— Begin EXCERPTED TEXT —

Both the policies of the republican government and the policy of the Terror were influenced by the work of the political philosopher Jean-Jacques Rousseau, particularly his book 'The Social Contract', Rousseau argued for a society to be organised along 'rational', lines and believed that man was naturally virtuous and perfectable. To Rousseau the sovereignty of a nation was held within its people, government must be directed by the general will of the people for the common good.(J.J. Rousseau. The Social Contract, or Principles of Political Right. Everymann. 1996 (ed). Pg 200) This common good would be expressed through a legislative body elected by the population it governed. The people (sovereign), legislative body and the executive would together produce the State. (J.J. Rousseau. The Social Contract, or Principles of Political Right. Everymann. 1996 (ed). Pg 193) The republicans attempted to implement many policies influenced by 'The Social Contract', including the legislative structure of government, however faced with the serious threats of military defeat and counterrevolution local government was increasingly subordinated by central government. While outside of Paris government fell increasingly under the control of the centre, the centrre still called for the participation of all citizens in its revolutionary programme. The executive had usurped the sovereignty of the people but still demanded the people's total loyalty and obedience.(D.G. Wright. Revolution and Terror in France. 1789-1795. Seminar Studies. Longman. 1974. Pg 87) For many republican politicians the people needed the strong hand of the State to force them to be virtuous.

— End EXCERPTED TEXT —
— Begin STORED RECORDS —

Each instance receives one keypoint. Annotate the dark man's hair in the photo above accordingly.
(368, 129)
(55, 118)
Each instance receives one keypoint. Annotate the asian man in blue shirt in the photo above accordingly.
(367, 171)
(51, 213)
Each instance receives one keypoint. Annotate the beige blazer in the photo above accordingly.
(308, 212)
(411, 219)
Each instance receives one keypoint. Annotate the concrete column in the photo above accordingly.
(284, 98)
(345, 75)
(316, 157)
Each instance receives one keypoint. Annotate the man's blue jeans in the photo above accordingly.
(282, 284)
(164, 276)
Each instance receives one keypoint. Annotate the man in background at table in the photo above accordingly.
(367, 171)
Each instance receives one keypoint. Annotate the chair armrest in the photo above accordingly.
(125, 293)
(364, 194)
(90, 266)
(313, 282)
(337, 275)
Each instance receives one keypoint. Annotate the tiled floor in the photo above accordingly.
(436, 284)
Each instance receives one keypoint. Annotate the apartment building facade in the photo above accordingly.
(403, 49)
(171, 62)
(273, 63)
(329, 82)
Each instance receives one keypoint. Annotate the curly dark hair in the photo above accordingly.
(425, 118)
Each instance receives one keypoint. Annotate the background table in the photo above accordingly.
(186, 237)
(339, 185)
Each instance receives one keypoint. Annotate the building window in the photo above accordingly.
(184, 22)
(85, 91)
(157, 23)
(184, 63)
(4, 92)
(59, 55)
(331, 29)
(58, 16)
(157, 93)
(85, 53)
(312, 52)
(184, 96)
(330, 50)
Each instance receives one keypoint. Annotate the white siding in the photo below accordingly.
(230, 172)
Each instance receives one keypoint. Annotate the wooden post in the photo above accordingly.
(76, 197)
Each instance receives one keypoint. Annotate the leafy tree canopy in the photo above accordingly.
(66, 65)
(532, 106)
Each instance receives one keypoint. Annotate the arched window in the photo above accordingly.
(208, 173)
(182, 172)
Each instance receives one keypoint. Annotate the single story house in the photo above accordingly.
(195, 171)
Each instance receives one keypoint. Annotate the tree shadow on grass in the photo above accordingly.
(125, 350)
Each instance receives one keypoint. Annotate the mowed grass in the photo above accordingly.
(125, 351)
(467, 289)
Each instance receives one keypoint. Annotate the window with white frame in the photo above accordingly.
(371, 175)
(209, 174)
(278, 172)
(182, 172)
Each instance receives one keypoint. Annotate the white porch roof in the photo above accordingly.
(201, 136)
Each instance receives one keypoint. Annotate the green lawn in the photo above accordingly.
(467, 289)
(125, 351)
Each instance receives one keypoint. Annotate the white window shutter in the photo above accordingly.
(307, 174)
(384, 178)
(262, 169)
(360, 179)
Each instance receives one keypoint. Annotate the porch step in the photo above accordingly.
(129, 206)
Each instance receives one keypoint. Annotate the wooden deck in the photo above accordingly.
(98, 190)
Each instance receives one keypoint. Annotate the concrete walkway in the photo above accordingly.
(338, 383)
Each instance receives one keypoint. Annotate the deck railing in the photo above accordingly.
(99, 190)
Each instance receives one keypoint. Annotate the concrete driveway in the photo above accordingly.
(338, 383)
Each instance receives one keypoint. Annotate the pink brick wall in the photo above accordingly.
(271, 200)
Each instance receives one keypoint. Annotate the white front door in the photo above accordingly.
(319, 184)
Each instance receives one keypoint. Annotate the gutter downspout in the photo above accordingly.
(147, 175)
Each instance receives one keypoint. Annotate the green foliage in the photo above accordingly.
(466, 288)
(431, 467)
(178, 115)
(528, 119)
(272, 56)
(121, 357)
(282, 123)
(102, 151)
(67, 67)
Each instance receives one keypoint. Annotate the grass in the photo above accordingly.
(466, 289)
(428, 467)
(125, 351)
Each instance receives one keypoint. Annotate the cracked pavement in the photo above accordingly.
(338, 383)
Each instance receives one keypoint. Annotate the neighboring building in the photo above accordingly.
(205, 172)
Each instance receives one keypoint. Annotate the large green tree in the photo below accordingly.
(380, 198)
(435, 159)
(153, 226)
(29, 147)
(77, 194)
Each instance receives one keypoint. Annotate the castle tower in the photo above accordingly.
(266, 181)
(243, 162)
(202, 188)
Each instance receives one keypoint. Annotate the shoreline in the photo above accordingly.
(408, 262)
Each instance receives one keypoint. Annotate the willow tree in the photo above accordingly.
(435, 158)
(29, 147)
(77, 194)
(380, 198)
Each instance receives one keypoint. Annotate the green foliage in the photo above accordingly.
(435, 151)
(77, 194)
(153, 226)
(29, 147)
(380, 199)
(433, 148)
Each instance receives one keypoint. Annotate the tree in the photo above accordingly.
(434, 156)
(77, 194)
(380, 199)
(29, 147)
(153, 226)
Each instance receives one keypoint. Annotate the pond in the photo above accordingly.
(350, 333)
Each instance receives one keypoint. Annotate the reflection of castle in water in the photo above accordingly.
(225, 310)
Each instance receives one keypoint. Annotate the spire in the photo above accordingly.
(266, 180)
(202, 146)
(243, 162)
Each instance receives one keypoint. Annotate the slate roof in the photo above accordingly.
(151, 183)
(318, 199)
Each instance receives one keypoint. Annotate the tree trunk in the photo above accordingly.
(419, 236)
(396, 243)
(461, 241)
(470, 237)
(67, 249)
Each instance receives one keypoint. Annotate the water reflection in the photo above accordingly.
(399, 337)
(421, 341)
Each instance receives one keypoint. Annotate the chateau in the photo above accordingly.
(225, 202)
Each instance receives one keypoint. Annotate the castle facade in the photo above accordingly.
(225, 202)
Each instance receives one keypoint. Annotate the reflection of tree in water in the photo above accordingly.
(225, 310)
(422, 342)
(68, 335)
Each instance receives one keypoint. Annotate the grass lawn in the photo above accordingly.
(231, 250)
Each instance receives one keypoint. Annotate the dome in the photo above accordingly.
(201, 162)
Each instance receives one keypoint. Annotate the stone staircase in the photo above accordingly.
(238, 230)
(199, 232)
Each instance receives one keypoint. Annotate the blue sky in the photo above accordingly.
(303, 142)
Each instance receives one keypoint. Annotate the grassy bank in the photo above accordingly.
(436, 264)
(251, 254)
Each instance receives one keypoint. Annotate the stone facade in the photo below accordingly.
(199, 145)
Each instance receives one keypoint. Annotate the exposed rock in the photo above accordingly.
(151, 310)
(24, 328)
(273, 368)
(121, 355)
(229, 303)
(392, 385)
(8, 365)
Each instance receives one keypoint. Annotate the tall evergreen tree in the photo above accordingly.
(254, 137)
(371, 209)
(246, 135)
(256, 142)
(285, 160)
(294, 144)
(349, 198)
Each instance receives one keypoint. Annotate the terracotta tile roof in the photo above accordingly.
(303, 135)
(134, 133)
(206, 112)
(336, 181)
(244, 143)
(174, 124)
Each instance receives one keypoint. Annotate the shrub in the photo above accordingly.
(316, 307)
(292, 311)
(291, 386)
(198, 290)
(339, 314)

— End STORED RECORDS —

From the excerpt on Rousseau and the Terror, list the elements that, according to Rousseau, would together produce the State.

CORRECT ANSWER ▸
- The people (sovereign)
- The legislative body
- The executive